# GIVEN REQUEST
Rewrite every line of the records below as a Markdown table with two columns, Row and Line, giving each line its own numbered row and omitting any blank lines.

===== INFORMATION PROVIDED =====

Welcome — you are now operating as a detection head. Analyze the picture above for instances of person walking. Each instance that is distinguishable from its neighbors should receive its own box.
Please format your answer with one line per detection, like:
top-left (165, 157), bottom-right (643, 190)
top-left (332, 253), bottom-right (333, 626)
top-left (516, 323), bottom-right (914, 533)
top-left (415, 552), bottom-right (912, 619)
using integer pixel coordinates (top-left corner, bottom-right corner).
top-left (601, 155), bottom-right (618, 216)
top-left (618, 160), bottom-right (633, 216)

=====

# THE RESPONSE
| Row | Line |
|---|---|
| 1 | Welcome — you are now operating as a detection head. Analyze the picture above for instances of person walking. Each instance that is distinguishable from its neighbors should receive its own box. |
| 2 | Please format your answer with one line per detection, like: |
| 3 | top-left (165, 157), bottom-right (643, 190) |
| 4 | top-left (332, 253), bottom-right (333, 626) |
| 5 | top-left (516, 323), bottom-right (914, 533) |
| 6 | top-left (415, 552), bottom-right (912, 619) |
| 7 | using integer pixel coordinates (top-left corner, bottom-right corner). |
| 8 | top-left (601, 155), bottom-right (618, 216) |
| 9 | top-left (618, 160), bottom-right (633, 216) |